◆ **Exercise instructions**
Would it be possible to write out each entry below exactly, without the pictures?

##### Dataset entries

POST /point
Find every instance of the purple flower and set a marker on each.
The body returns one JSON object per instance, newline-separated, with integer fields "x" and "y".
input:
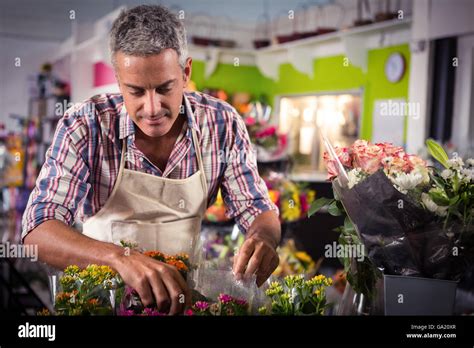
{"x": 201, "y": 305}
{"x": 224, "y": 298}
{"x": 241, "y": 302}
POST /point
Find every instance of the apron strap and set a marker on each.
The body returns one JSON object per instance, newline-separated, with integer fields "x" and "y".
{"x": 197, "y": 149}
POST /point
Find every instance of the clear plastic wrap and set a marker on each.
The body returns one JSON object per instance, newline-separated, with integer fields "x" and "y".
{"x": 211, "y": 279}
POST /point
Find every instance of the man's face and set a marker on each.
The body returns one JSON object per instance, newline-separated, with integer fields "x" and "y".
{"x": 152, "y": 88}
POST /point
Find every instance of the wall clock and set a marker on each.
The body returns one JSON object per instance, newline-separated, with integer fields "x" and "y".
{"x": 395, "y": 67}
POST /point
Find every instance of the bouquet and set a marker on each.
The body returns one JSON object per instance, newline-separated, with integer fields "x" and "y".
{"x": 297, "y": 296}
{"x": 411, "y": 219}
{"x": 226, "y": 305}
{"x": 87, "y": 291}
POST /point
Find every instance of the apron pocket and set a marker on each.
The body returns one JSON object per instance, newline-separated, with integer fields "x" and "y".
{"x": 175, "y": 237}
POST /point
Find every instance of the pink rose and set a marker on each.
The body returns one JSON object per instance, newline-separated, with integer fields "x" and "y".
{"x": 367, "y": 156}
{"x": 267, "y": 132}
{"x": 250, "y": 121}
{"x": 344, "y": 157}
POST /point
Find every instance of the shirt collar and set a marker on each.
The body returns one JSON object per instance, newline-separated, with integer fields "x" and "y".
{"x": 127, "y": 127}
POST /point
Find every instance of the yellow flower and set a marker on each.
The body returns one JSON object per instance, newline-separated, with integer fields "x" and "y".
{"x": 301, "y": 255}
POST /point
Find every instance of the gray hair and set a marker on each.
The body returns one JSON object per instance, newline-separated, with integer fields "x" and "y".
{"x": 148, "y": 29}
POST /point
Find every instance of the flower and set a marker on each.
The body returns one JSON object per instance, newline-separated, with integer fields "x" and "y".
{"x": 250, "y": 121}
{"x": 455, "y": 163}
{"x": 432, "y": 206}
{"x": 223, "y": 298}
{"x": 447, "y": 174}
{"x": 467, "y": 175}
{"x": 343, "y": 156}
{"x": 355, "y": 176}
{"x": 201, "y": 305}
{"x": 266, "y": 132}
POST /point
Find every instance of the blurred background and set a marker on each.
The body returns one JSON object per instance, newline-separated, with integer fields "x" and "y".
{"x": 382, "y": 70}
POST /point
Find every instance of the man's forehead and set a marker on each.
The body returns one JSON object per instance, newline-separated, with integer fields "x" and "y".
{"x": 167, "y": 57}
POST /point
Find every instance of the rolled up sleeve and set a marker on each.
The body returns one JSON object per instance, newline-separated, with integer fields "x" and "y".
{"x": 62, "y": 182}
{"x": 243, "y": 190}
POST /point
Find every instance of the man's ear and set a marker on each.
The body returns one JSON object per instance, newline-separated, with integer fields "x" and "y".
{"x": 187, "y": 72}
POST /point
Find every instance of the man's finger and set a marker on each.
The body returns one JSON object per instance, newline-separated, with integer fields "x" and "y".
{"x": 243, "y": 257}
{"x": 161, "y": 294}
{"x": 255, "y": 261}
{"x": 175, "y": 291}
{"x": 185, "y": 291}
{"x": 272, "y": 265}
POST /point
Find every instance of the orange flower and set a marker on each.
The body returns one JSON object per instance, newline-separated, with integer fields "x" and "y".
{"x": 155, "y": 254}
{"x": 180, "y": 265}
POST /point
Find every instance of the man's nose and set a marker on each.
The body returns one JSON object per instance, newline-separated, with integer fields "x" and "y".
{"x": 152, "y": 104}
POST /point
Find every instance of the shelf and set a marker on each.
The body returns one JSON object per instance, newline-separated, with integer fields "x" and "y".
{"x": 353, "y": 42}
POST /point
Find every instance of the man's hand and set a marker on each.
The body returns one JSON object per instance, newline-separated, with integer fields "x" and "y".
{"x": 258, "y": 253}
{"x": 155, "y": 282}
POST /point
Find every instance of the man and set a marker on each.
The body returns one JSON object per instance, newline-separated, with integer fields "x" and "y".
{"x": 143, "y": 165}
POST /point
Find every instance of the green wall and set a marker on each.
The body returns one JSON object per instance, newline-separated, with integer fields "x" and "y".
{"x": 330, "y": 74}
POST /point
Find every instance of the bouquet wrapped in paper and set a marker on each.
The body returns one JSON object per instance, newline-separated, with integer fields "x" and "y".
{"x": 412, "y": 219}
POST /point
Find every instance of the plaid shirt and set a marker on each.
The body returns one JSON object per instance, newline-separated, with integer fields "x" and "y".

##########

◆ **Result below**
POST /point
Find every instance of the purple flower and set a marker on each.
The body returns one JSON object per instance, newline-separated, with integer fields "x" and "y".
input:
{"x": 201, "y": 305}
{"x": 224, "y": 298}
{"x": 241, "y": 302}
POST /point
Find every instance of the apron strap and set a marker on each.
The body returns one JSON object per instance, newline-separated, with integer fields "x" and "y".
{"x": 197, "y": 149}
POST /point
Find every instance of the clear plastic wrap and set a marker on each.
The body returns one JSON object per instance, newline-separated, with integer fields "x" and "y".
{"x": 211, "y": 279}
POST /point
Find every instance of the man's face and set a marker on each.
The body returns one JSON object per instance, newline-separated, with integer fields "x" and "y".
{"x": 152, "y": 88}
POST /point
Find every instance of the wall clock and set a marker on each.
The body returns one JSON object per instance, newline-separated, with integer fields "x" and "y".
{"x": 395, "y": 67}
POST /point
Find every instance of the bouquet and set a marker on each.
The body returns one JSON object per instance, newline-separated, with integer fields "x" and "y".
{"x": 297, "y": 296}
{"x": 411, "y": 219}
{"x": 226, "y": 305}
{"x": 87, "y": 291}
POST /point
Find every instance of the apron pocket and set a marker on each.
The body returns one JSON object per instance, newline-separated, with integer fields "x" and "y".
{"x": 175, "y": 237}
POST /point
Find every instance of the pink rose and set a marker on each.
The body returns one JSON object per instance, newline-separated, with integer fields "x" and "y".
{"x": 367, "y": 156}
{"x": 267, "y": 132}
{"x": 250, "y": 121}
{"x": 344, "y": 157}
POST /point
Find every instance of the shirt collar and set a marker on each.
The body returns one JSON object per instance, newline-separated, with integer fields "x" and "y".
{"x": 127, "y": 127}
POST /point
Find every instance of the yellow flower and set a marker on each.
The body returns one JSON object per instance, newline-separated, with integer fields "x" and "y".
{"x": 301, "y": 255}
POST /point
Find every instance of the gray hair and set a marker on each.
The body returns one JSON object per instance, newline-separated, with integer fields "x" and "y".
{"x": 148, "y": 29}
POST /point
Find every instance of the flower and set a marker on each.
The body returns one JSON object per instance, newline-separated, with integer fields "x" and "y".
{"x": 250, "y": 121}
{"x": 455, "y": 163}
{"x": 432, "y": 206}
{"x": 223, "y": 298}
{"x": 447, "y": 174}
{"x": 467, "y": 175}
{"x": 343, "y": 156}
{"x": 355, "y": 176}
{"x": 201, "y": 305}
{"x": 266, "y": 132}
POST /point
Find every instance of the blurred background and set a marker on each.
The body returns one JSON object per instance, newline-separated, with integer fields "x" and "y".
{"x": 382, "y": 70}
POST /point
Find every instance of the man's forehead and set a marker on each.
The body returns one JSON object per instance, newline-separated, with integer fields "x" and "y".
{"x": 167, "y": 57}
POST /point
Find every instance of the rolled up sleeve and set a marker on each.
The body returns one JSON object per instance, newline-separated, with integer fields "x" and "y".
{"x": 62, "y": 182}
{"x": 243, "y": 190}
POST /point
Find every instance of the man's ear and set a marker on each.
The body returns one JSON object per instance, newline-separated, with integer fields "x" and "y".
{"x": 187, "y": 72}
POST /point
Find every instance of the man's finger and set a marker on each.
The body returns one JSON object per instance, newline-separated, with integer fields "x" and "y".
{"x": 243, "y": 257}
{"x": 161, "y": 294}
{"x": 255, "y": 261}
{"x": 175, "y": 291}
{"x": 185, "y": 291}
{"x": 272, "y": 265}
POST /point
Find every instance of the orange flower and set a marker on each.
The body returns one JSON object per instance, newline-separated, with integer fields "x" and "y".
{"x": 155, "y": 254}
{"x": 180, "y": 265}
POST /point
Find every instance of the man's nose and set a marker on each.
The body returns one JSON object per instance, newline-separated, with integer fields "x" and "y".
{"x": 152, "y": 104}
POST /point
Find every instance of the shelf and set a marker on each.
The body returns one JSON object per instance, newline-separated, with integer fields "x" and "y".
{"x": 353, "y": 42}
POST /point
Find every instance of the man's hand and set a marker on each.
The body returns one JSON object per instance, newline-separated, with integer fields "x" and "y".
{"x": 258, "y": 253}
{"x": 155, "y": 282}
POST /point
Find every instance of the man and set a marker on each.
The body returns one JSON object per instance, newline-separated, with integer fields "x" and "y".
{"x": 143, "y": 165}
POST /point
Find every instance of the green wall and set a marker on each.
The body returns one JSON object per instance, newline-separated, with integer fields "x" and "y".
{"x": 330, "y": 74}
POST /point
Find every instance of the bouquet wrapped in paper and set a marker on each.
The body returns one JSON object per instance, newline-separated, with integer fields "x" and "y".
{"x": 412, "y": 219}
POST /point
Find every instance of the plaid shirt and set a marker on each.
The body returns one JSON object per instance, newline-separated, with integer fields "x" and "y".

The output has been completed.